→ Extracted text:
::::::::

Most instances don’t have a specific copyright in their ToS, which is basically how copyright is handled on corporate social media (Meta/X/Reddit owns license rights to whatever you post on their platform when you click “Agree”). I’ve noticed some people including Copyright notices in posts (mostly to prevent AI use). Is this necessary, or is the creator the automatic copyright owner? Does adding the copyright/license information do anything?
Please note if you have legal credentials in your reply. (I’m in the USA, but I’d be interested to hear about other jurisdictions if there are differences)
Right, you keep using Lemmy.world and the safe harbor stuff. I’m not on Lemmy.world. I’m on my own server, and I don’t agree to their terms or rules or anything. That’s super you retain ownership there, but then lemmy.world hands it off to me, or anyone, who does not have those rules in place. Who cares what lemmy.world said? I didn’t sign a ToS when I spun up my server.
Who cares? My server says you forego that license, and if they wanted to keep it licensed then they shouldn’t have sent it to me.
and from your bolded thing, yes, that is what I’m saying, it’d be extremely easy to “money launder” any text that comes through my server, because that’s what can and is happening right now. They can talk to congress if they want, I don’t think there are any laws right now preventing that. That’s my entire point.
I agree with you in your last point, there is a new wrinkle to it, but as of this point, right now, I don’t believe a license, tos, or anything applies for data willingly given to me. Should it? Probably, that’s a new area, and it probably will stay status quo, but unless someone can show me where in their laws that ownership still exists in this case, I don’t think it matters.
We have two conflicting agreements in this example. One from Lemmy.World saying you retain ownership, one from another server who receives data but clearly states that by giving them data you release all licenses. At this point, I don’t think there are any actual laws protecting you or your content. Adding a license at the bottom I believe is a placebo. Until this area of the law is fleshed out, I wouldn’t trust that anything I put here wouldn’t go to it. Now I personally don’t care, I think that’s a small cost for having a free P2P system, that there will be a few bad actors, but I get to others that they will care heavily. To those like you who care, then I say at this point in the fediverse, I’d call your license pretty much toilet paper.
(Again, I use the term “my server” as just an example, just to play devil’s advocate. I of course don’t do anything with the data or my user’s data)
It’s where the content was initially posted, so any terms of service would be applicable to the content at the time of posting. That’s why.
The onus is on the Federated server receiving the content that’s already licensed to reject the content if they do not want to abide by the license. If they accept the content, they have to abide by the license.
And as far as the rest of you diatribe, I’ll just remind you that licenses can’t just be stripped from content because some third-party TOS says it can.
We would have seen much ‘money laundering’ style mayhem on the Internet with other people’s content before today, if that was possible.

::::::::

[Region descriptions in natural language]
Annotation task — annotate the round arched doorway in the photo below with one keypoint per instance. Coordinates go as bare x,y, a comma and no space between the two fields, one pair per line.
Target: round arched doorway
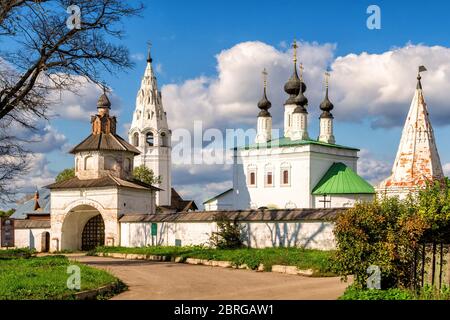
93,233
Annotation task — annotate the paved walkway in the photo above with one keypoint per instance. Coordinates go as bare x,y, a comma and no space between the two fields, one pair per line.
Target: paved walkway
166,280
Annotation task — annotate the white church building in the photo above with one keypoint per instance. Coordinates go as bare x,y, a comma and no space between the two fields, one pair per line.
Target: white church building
296,170
286,191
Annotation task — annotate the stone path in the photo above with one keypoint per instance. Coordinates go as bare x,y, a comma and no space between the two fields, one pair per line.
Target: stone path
167,280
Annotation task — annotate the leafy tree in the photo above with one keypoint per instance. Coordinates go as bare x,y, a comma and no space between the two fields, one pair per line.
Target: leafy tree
66,174
146,175
7,213
229,235
385,233
42,57
390,232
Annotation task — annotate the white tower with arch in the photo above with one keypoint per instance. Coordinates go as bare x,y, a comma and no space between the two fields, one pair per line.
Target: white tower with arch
150,134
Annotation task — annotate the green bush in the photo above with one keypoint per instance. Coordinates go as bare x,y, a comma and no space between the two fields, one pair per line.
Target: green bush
319,261
16,253
229,235
388,233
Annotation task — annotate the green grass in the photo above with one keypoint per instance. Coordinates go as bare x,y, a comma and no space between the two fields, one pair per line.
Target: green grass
319,261
425,293
45,278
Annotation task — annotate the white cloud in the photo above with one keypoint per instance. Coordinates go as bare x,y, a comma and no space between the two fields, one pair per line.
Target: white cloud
80,105
229,100
377,87
371,168
139,56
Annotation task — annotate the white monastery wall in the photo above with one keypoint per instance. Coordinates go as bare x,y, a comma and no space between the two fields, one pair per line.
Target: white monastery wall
261,234
306,165
29,238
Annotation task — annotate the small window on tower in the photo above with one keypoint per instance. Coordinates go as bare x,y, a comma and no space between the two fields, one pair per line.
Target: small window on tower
252,178
136,139
269,179
150,139
285,177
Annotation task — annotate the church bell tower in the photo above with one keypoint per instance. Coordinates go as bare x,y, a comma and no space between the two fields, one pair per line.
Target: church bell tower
150,134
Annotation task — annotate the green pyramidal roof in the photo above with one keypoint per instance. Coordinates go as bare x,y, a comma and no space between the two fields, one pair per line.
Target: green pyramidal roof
340,179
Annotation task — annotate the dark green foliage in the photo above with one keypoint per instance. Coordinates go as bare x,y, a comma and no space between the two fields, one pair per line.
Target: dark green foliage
229,234
7,213
146,175
352,293
389,232
45,278
317,260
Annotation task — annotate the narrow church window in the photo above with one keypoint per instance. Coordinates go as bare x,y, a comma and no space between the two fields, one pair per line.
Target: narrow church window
89,163
269,179
285,177
164,139
252,178
150,139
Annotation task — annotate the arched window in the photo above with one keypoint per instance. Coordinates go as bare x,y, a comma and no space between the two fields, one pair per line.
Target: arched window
127,164
164,139
150,139
268,176
285,175
136,139
110,163
252,178
89,163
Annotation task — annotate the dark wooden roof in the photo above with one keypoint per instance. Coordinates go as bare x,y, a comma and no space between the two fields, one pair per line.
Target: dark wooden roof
107,181
31,224
178,204
104,141
241,215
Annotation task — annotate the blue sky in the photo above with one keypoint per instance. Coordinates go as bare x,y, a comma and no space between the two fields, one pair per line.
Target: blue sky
187,36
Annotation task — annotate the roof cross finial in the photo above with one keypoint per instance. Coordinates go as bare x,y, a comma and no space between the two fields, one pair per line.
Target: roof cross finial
149,46
301,70
421,69
295,46
327,78
264,73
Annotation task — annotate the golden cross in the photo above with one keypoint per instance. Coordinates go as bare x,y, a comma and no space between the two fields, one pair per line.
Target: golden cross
295,46
265,77
301,70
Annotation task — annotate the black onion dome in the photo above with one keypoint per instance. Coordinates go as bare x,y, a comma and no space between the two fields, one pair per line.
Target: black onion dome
326,106
300,99
103,102
292,86
264,104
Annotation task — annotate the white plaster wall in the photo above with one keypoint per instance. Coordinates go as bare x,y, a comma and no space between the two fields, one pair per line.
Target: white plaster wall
191,233
307,163
71,209
342,201
29,238
310,235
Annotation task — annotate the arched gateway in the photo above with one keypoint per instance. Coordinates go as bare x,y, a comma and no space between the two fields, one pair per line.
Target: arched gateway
93,233
85,210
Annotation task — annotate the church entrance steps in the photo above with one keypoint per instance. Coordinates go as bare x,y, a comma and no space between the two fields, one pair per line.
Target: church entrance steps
291,270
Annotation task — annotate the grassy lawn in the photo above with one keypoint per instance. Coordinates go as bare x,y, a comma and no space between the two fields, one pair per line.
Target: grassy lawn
26,277
317,260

::::::::

→ Task list:
1/ In the discussion of copyright on the fediverse, why do the terms of service of the originating server apply to a post?
2/ List every corporate social media company that the fediverse copyright discussion names as owning license rights to what users post.
3/ Extend the discussion of copyright on the fediverse with another reply that follows on from its last sentence.
This data has no connection to the discussion of copyright on the fediverse.

→ Responses in order:
1/ Because that server is where the content was initially posted, so its terms apply to the content at the time of posting.

2/ Meta, X, Reddit

3/
I think we’ve discussed this enough, so I’m just going to leave it with an ‘agree to disagree’, and move on.
Have a nice day.
Anti Commercial-AI license (CC BY-NC-SA 4.0)
I added this as an edit, but I think it’s fair to reply, I agree to the disagree, for fun I ran this through GPT just to see what it’d say. Not that I would trust it to be correct ever, but it’s interesting getting an “outside opinion” about this.
I’ll paraphrase the wall of text, but it looks like we’re both honestly correct. (If we trust chatgpt)
Right now, there is no law specifically for this scenario, so it will go unchecked until it gets challenged in court. In court, they will usually go off of the first place a user signed, so in this case lemmy.world, with the caveat that my server can override that if terms are presented and accepted by you, the user. There is no mechanism for that, so it would probably lose in court. However, the enforcement of such is pretty much nil, and getting it to court is a problem by itself.
So, I think we’re both right. I think you are right in terms of what should be happening, and the laws should be expanded to include federated content, and I think I’m right in that it’s impossible to expect privacy until the law catches up and puts it in writing.
One important thing for you, specifically though, is that your link at the bottom is more or less useless. All of these are based on the server, your server owner’s rules are what matter, what you leave in the comment does not. So if you chose Lemmy.world because of how they handle user privacy, awesome, that’s what will hold up in court. A license in the comment from what I see, probably will do nothing.
Anyway, I agree, we can leave it be. The only thing I’d encourage for you is to not trust that anything you put here is private or safe, this is not a walled garden, even if it’s not legal anyone can have a server and be listening to our data, or training, or whatever. Just, be careful what you put out here.
I’m don’t believe an “outside opinion” from an AI company’s product, about if an AI company has the legal right to ignore a content’s license and scrape the content to program their models, would be unbiased, and should not be trusted, as you’ve stated.
Attempting to agree to disagree, and move on.